• _Отрывок текста_
Вероятно, оба мы были не очень-то справедливы – я по молодости лет, а он по наивности старого мистика с лицом католического монаха XII века. Ведь автор философии и теории символизма, книги стихов “Пепел”, посвящённой Некрасову (хорошие стихи!), и великолепного романа “Петербург”, инсценированного при советской власти и вставленного (sic!) во 2-м МХАТе, этот полусоветский автор всё ещё вертел столы, беседуя с бесплотными духами. К слову, и Зинаида Райх, брошенная Есениным, но ещё не пленившая Мейерхольда, тоже вертела их с Борисом Николаевичем. <…>
Весьма подозрительная была тут гармония, подозрительное родство душ.

• _Задание_
Кому, согласно отрывку, посвящена книга стихов «Пепел»?

• _Исходные данные_
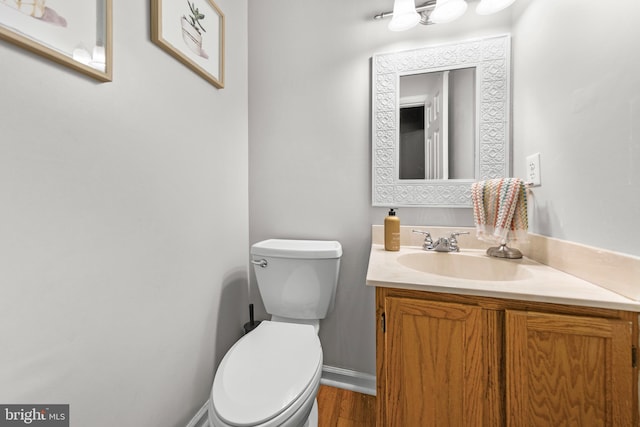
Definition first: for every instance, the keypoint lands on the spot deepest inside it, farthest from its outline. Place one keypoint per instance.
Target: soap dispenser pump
(392, 232)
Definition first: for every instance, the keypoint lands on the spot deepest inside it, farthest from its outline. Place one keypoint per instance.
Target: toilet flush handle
(259, 262)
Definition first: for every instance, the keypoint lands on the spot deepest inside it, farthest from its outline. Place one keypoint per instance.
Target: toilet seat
(267, 375)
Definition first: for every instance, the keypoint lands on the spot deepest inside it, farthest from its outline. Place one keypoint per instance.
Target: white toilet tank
(297, 278)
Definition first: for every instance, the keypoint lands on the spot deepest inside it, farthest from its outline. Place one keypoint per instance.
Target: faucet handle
(428, 241)
(453, 240)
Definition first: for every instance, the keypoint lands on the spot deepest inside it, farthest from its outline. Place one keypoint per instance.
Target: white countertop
(544, 284)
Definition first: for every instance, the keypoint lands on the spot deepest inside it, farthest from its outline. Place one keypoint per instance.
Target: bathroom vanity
(536, 346)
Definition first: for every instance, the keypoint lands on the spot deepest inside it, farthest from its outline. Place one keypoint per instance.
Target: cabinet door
(568, 370)
(434, 364)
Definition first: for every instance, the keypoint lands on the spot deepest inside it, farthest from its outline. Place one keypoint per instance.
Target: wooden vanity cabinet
(457, 360)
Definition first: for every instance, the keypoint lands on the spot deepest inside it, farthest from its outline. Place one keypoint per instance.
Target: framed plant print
(192, 31)
(74, 33)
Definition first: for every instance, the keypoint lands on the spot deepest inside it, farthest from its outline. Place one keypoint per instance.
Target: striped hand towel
(500, 209)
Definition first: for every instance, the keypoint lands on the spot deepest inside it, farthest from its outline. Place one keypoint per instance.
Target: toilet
(271, 376)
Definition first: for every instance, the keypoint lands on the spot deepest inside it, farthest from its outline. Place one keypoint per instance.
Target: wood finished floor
(344, 408)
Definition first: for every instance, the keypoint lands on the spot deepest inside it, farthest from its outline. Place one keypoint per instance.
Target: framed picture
(193, 32)
(74, 33)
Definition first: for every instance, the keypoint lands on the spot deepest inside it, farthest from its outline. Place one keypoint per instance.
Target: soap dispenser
(392, 232)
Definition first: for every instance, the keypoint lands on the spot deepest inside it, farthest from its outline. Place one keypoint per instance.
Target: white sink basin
(462, 266)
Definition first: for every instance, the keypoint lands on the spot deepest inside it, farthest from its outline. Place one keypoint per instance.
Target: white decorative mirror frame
(492, 59)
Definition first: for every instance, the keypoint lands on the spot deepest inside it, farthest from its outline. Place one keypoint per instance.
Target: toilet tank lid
(303, 249)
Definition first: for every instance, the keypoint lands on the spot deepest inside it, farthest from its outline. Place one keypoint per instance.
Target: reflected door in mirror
(437, 125)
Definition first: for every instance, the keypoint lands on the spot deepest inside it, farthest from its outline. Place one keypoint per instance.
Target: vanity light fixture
(404, 15)
(435, 12)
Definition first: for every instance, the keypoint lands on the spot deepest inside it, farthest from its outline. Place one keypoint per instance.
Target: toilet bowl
(269, 378)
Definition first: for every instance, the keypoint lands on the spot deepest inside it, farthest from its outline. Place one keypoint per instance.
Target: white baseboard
(348, 380)
(201, 418)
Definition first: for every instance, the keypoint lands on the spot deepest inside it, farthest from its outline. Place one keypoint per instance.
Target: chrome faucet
(443, 244)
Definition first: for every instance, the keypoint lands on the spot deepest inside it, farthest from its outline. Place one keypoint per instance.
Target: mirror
(437, 125)
(440, 122)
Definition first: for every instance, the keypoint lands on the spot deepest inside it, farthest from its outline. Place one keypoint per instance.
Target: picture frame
(192, 31)
(74, 33)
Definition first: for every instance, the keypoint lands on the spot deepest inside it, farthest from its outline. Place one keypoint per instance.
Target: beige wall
(124, 228)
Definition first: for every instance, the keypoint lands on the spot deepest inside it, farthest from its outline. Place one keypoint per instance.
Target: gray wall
(124, 228)
(577, 103)
(309, 131)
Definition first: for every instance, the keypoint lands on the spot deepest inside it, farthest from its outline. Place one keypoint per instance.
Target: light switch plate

• _Ответ_
Некрасову.